▶ [Document section]:
· · · · ·
What was the process of bringing your story to life as a film like for you?

Most of it was happening at a great distance. Agents were doing things in L.A. and New York and they were notifying me of things occasionally. When we sold the rights for the film to Columbia Pictures, that was a pretty big deal and I just happened to be in New York at the time with my agent having dinner with my wife. He actually concluded the deal over the phone while we were having dinner. You don’t really think that someone’s going to make the film because lots of rights get sold all the time and I know lots of writers who have had film rights bought and it just doesn’t get made. Very quickly, though, [director John] Hillcoat, Cave and Shia were attached. My understanding of it is that the three of them were the ones who liked it from the very beginning and were the ones who caused the producers to buy it.

We sold it in 2008, then there was a strange period in 2010 when all these other actors started becoming attached to it. I knew none of it means anything until somebody puts money down and they start building a set. Then in 2011 everything fell into place really quickly, and I think a lot of that had to do with Tom Hardy becoming involved. I think everybody wanted to work with John Hillcoat and they really wanted to work with Nick Cave, they thought the screenplay was good, and Shia, of course, is interesting and is a draw. But it’s a mid-to-low budget indie film and the funding was weird for a while. When they finally went to green light it into production, they said Tom Hardy was on board and all of a sudden everybody else just piled on there. Then Jessica Chastain gets in there and everybody wants to work with her, and Gary Oldman, and everybody was trying to get in.

Forrest (Tom Hardy) is the unkillable leader of the Bondurant Brothers in "Lawless"
· · · · ·
▶ [Extracted data]:

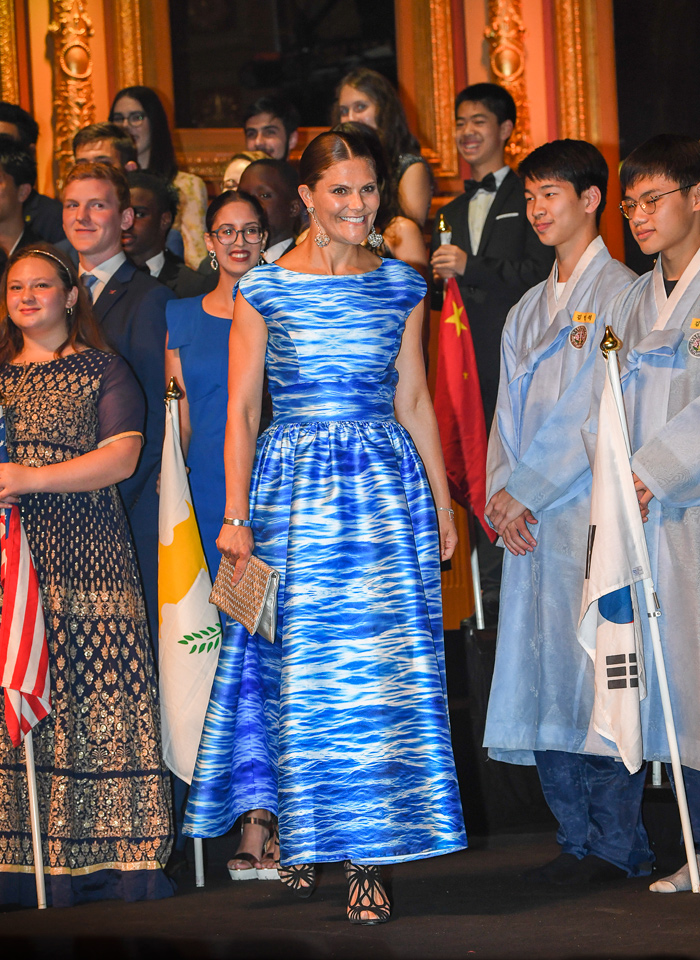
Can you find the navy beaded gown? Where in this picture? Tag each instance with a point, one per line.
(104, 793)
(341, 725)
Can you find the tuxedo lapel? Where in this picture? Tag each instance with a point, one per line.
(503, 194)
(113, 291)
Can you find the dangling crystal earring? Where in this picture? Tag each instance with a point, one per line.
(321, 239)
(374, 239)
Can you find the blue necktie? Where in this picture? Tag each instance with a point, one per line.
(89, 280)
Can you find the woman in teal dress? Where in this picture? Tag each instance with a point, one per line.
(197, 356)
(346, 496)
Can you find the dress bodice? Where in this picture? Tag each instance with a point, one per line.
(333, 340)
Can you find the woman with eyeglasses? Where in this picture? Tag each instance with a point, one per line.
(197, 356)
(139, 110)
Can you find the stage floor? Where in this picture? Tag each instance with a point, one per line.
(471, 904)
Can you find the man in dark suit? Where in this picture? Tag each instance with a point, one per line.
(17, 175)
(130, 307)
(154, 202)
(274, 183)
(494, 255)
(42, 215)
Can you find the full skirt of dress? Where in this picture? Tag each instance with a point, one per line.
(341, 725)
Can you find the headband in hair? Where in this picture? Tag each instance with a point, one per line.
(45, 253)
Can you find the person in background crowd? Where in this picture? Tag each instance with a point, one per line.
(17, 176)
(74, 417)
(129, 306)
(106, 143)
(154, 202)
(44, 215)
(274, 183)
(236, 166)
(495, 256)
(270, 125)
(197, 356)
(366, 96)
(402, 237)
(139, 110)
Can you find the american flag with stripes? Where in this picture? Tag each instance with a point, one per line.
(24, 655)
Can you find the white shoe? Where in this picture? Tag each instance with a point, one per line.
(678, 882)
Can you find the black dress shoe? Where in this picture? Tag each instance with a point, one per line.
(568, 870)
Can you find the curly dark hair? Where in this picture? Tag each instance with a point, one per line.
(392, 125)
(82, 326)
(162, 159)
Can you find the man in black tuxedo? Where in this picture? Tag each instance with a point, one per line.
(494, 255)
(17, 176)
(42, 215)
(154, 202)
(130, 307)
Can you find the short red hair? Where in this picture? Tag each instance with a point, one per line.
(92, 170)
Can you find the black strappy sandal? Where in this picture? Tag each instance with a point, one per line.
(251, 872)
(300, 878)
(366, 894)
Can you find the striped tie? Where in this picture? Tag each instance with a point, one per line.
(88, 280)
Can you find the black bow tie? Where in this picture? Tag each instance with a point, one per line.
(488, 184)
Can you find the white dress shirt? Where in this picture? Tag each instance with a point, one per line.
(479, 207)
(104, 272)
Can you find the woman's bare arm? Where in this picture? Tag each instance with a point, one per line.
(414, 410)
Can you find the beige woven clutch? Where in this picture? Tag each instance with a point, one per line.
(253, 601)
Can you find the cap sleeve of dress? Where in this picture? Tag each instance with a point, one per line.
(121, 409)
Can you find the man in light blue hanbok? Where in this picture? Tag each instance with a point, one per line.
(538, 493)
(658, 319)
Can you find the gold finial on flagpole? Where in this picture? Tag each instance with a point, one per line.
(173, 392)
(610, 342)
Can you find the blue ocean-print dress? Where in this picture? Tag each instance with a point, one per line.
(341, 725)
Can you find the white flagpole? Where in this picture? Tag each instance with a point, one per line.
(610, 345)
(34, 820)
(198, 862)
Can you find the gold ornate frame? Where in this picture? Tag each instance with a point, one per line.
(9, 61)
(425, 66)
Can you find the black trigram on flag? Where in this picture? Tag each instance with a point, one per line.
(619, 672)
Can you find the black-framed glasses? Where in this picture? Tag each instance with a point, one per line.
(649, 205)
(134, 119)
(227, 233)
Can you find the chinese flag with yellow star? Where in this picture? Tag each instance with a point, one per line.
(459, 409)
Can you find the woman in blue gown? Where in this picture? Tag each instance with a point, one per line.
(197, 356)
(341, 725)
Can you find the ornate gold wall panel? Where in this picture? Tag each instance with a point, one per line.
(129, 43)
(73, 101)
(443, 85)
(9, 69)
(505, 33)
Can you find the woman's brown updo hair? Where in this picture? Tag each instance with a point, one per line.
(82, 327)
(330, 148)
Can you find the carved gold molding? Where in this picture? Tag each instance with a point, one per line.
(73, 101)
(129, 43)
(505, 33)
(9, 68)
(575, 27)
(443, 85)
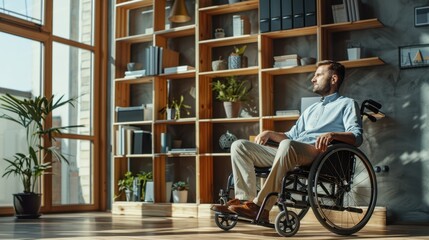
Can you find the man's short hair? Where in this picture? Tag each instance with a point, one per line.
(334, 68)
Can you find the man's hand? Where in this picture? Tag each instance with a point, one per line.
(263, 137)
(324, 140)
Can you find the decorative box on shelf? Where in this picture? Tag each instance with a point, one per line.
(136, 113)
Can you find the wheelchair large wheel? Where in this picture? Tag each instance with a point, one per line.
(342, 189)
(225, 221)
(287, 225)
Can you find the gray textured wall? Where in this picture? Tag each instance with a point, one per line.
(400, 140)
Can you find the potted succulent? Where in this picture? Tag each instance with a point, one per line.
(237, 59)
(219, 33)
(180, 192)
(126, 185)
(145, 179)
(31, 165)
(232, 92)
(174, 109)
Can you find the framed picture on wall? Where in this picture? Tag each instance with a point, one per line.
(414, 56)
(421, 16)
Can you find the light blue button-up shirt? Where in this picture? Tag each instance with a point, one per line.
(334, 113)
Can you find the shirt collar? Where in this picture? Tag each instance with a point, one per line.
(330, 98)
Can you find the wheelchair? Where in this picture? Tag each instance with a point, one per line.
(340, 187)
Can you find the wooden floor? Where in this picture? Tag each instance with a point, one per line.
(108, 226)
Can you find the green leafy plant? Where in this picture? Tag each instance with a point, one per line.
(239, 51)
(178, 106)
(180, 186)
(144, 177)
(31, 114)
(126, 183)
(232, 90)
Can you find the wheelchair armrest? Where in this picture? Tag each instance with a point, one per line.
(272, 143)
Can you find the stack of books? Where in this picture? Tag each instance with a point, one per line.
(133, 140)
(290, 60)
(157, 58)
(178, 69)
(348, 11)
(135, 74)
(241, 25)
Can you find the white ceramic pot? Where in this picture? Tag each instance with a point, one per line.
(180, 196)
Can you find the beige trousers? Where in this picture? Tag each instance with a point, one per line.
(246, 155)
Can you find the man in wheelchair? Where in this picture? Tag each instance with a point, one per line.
· · · · ·
▶ [Problems and tasks]:
1. In the interview about the film adaptation, why did the speaker not really expect the film to be made after the rights were sold to Columbia Pictures?
2. Translate this sentence from the interview about the film adaptation into Spanish: "I knew none of it means anything until somebody puts money down and they start building a set."

▶ [Completed exercise]:
1. Film rights are sold all the time, and the speaker knows many writers whose film rights were bought but whose films were never made.

2. Sabía que nada de eso significa nada hasta que alguien pone dinero y empiezan a construir un decorado.